-- START PROVIDED TEXT --
- Conference: Western Football Conference
- Record: 5–5 (1–4 WFC)
- Head coach: Lyle Setencich (3rd season);
- Home stadium: Mustang Stadium

= 1989 Cal Poly Mustangs football team =

American college football season

The 1989 Cal Poly Mustangs football team represented California Polytechnic State University, San Luis Obispo as a member of the Western Football Conference (WFC) during the 1989 NCAA Division II football season. Led by third-year head coach Lyle Setencich, Cal Poly compiled an overall record of 5–5 with a mark of 1–4 in conference play, placing fifth in the WFC. The team outscored its opponents 230 to 227 for the season. The Mustangs played home games at Mustang Stadium in San Luis Obispo, California.
-- END PROVIDED TEXT --
WRITTEN TASKS:
a - From the 1989 Cal Poly football summary, transcribe the passage that begins at the words "- Head coach: Lyle" and ends after the words "Luis Obispo, California.".
b - Render into Spanish this sentence from the 1989 Cal Poly football summary: "The team outscored its opponents 230 to 227 for the season."
-- START GIVEN DATA --
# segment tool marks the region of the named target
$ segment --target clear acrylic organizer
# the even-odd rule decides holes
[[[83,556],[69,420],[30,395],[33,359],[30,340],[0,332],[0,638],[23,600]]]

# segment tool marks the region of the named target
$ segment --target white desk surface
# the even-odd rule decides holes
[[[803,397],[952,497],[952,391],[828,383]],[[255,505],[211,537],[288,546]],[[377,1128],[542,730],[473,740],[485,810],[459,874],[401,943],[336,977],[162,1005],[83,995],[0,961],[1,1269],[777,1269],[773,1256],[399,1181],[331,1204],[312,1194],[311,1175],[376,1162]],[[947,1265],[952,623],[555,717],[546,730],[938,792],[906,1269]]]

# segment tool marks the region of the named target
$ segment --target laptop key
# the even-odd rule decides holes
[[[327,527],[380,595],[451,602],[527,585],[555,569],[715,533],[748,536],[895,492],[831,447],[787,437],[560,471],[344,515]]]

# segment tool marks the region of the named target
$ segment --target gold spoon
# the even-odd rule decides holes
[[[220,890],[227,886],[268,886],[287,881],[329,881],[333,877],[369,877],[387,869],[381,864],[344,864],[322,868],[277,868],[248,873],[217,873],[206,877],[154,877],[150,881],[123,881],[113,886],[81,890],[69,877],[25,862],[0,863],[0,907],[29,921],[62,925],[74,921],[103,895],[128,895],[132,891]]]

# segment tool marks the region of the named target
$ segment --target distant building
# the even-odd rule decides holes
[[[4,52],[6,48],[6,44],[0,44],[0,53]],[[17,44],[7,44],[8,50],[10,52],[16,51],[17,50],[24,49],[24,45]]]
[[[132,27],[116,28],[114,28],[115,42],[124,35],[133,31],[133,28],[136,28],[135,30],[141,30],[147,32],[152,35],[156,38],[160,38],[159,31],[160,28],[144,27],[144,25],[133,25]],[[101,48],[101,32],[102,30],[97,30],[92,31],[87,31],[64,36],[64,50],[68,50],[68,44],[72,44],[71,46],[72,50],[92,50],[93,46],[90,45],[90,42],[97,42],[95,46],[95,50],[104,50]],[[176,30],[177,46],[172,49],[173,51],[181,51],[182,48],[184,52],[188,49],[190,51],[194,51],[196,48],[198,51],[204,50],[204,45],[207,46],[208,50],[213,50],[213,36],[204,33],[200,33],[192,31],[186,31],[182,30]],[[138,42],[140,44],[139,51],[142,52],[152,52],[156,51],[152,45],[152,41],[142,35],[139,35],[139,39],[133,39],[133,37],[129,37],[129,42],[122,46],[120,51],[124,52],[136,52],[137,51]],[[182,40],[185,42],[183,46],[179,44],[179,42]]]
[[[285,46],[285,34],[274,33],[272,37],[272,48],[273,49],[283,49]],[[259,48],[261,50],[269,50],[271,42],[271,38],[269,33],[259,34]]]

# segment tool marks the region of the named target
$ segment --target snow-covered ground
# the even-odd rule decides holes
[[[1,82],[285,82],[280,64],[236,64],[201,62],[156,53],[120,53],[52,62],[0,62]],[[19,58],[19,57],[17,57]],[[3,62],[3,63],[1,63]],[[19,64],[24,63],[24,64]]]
-- END GIVEN DATA --
SOLUTIONS TO THE PROBLEMS:
a -
- Head coach: Lyle Setencich (3rd season);
- Home stadium: Mustang Stadium

= 1989 Cal Poly Mustangs football team =

American college football season

The 1989 Cal Poly Mustangs football team represented California Polytechnic State University, San Luis Obispo as a member of the Western Football Conference (WFC) during the 1989 NCAA Division II football season. Led by third-year head coach Lyle Setencich, Cal Poly compiled an overall record of 5–5 with a mark of 1–4 in conference play, placing fifth in the WFC. The team outscored its opponents 230 to 227 for the season. The Mustangs played home games at Mustang Stadium in San Luis Obispo, California.

b - El equipo superó a sus rivales en el marcador por 230 a 227 durante la temporada.